▶ [Directions for this task]: Copy the rows word for word, beginning at the very first row and ending at the row that contains "592,370 -> 611,433".

[Excerpts from a detection dataset]
##############################
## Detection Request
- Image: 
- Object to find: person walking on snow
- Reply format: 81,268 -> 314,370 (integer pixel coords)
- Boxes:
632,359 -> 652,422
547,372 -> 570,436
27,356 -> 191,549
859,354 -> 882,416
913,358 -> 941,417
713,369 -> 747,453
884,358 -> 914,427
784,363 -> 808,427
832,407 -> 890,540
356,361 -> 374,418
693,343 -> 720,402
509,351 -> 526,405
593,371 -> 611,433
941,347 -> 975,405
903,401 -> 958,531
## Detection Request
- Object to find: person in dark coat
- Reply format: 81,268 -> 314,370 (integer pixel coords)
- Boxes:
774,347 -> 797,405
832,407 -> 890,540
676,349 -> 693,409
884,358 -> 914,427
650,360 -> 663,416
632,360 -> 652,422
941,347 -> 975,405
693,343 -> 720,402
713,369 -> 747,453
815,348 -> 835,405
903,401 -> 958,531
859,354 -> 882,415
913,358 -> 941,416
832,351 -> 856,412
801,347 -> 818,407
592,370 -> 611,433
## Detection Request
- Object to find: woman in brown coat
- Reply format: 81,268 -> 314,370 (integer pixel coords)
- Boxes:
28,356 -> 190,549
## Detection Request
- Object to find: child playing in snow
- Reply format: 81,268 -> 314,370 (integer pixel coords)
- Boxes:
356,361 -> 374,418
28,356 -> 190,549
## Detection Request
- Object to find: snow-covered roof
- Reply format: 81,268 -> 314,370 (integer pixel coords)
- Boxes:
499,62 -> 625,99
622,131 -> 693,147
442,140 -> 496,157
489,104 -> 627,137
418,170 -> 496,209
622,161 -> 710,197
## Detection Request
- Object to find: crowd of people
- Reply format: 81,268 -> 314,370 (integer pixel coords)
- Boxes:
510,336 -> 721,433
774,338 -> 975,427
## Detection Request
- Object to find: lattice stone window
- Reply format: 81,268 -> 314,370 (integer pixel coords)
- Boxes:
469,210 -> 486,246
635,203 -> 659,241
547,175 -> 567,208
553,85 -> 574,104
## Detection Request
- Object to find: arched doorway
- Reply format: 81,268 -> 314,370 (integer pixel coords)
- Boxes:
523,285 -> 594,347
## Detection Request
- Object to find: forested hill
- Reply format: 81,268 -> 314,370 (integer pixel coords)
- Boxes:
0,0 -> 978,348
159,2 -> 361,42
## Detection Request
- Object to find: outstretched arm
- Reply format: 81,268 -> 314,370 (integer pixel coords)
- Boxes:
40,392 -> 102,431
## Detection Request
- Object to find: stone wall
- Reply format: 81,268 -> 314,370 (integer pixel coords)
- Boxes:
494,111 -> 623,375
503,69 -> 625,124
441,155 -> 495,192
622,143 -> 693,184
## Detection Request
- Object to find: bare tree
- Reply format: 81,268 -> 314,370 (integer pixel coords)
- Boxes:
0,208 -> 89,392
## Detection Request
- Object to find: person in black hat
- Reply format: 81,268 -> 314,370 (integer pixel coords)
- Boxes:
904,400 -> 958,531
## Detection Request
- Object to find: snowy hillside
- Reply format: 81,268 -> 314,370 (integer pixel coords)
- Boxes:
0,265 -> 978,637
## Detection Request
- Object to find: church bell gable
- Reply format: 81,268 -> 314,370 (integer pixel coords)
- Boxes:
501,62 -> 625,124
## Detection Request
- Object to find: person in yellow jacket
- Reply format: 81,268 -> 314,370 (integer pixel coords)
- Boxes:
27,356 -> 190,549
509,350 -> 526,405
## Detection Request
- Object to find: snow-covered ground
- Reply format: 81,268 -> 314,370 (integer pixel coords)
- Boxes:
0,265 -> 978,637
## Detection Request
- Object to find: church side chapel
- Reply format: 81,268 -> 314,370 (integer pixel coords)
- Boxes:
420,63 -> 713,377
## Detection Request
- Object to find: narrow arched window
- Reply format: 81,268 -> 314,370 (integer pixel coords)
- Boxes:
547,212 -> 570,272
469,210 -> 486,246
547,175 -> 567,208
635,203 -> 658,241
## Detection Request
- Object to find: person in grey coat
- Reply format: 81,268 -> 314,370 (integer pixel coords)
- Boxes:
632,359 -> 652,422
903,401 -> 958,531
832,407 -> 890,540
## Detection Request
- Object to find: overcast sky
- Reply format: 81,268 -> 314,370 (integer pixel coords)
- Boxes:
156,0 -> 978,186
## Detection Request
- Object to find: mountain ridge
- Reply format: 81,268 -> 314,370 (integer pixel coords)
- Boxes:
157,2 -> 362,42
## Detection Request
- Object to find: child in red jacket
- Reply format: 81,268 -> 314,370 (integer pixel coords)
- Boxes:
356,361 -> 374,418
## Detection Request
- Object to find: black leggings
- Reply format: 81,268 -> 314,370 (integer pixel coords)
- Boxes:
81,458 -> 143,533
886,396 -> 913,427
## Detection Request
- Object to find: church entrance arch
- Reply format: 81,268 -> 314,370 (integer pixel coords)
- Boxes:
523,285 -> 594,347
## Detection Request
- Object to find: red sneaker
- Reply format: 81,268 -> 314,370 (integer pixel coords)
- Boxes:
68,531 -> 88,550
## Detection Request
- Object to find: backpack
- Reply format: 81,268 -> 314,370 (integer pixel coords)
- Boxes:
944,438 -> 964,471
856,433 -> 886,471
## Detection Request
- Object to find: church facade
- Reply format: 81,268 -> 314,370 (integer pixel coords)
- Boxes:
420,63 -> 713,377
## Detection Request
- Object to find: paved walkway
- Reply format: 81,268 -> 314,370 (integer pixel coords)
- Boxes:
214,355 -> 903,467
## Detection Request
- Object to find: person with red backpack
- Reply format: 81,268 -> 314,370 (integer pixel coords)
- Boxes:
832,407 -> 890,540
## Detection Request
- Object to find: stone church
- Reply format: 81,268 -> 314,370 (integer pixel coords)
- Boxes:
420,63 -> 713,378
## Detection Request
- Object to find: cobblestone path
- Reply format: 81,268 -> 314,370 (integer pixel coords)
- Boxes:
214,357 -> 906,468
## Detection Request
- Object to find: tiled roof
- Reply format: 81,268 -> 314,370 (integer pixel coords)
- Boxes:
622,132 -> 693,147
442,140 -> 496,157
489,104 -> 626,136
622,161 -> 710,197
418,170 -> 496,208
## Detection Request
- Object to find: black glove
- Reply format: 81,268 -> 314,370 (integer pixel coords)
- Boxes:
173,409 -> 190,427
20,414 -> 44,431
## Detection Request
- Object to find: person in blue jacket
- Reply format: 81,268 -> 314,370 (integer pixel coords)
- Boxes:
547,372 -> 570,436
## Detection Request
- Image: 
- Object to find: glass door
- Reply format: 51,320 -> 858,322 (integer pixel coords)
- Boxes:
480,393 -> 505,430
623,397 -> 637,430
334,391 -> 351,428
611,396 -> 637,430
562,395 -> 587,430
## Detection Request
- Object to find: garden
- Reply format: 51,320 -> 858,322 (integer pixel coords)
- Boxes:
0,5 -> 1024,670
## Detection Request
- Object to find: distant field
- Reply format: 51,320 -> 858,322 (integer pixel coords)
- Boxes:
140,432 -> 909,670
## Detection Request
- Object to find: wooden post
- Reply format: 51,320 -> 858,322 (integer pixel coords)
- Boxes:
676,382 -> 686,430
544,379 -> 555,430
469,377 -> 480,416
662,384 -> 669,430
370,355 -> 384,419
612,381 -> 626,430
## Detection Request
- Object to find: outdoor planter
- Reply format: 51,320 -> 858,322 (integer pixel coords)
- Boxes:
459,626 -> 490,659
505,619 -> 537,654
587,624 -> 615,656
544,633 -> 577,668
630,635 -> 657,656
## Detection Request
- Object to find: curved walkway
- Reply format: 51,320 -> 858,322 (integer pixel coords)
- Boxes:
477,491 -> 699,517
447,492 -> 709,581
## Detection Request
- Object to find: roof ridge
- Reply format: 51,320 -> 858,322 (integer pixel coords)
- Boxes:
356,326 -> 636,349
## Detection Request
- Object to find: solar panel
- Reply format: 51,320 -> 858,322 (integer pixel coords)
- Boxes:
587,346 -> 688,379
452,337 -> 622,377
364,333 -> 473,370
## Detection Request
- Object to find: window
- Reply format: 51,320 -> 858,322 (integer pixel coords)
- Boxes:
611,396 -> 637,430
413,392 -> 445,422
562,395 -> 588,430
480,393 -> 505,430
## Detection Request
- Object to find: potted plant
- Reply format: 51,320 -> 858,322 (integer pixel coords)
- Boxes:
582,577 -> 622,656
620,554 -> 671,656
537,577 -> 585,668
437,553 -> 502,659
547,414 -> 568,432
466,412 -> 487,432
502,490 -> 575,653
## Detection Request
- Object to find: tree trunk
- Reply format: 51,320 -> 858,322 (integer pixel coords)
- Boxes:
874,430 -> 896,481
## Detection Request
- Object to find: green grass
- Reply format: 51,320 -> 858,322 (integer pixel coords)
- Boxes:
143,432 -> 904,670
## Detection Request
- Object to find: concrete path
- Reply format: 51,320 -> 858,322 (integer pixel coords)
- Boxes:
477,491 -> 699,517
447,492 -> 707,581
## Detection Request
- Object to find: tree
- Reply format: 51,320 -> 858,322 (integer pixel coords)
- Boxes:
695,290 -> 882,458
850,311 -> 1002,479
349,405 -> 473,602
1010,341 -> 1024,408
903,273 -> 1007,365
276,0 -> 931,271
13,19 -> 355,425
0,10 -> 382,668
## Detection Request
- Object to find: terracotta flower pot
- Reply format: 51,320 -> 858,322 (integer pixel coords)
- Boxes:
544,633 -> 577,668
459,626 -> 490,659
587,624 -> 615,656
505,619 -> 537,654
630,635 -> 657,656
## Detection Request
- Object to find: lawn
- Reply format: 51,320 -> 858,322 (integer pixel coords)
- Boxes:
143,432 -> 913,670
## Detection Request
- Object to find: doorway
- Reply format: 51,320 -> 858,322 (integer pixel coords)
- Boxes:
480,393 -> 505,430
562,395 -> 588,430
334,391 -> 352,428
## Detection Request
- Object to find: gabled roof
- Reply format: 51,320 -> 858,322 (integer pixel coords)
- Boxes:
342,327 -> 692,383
##############################
▶ [Output]:
## Detection Request
- Image: 
- Object to find: person walking on snow
- Reply format: 81,268 -> 314,370 (integer pixel coords)
- Boxes:
632,359 -> 652,422
547,372 -> 570,436
27,356 -> 191,549
859,354 -> 882,416
913,358 -> 941,417
713,369 -> 747,453
884,358 -> 914,427
784,363 -> 808,427
832,407 -> 890,540
356,361 -> 374,418
693,343 -> 720,402
509,351 -> 526,405
593,371 -> 611,433
941,347 -> 975,405
903,401 -> 958,531
## Detection Request
- Object to find: person in dark coat
- Reply format: 81,268 -> 314,370 (integer pixel coords)
- Boxes:
774,347 -> 797,405
832,407 -> 890,540
676,349 -> 693,409
884,358 -> 914,427
650,360 -> 663,416
632,360 -> 652,422
941,347 -> 975,405
693,343 -> 720,402
713,369 -> 747,453
815,348 -> 835,405
903,401 -> 958,531
859,354 -> 882,415
913,358 -> 941,416
832,351 -> 856,412
801,347 -> 818,407
592,370 -> 611,433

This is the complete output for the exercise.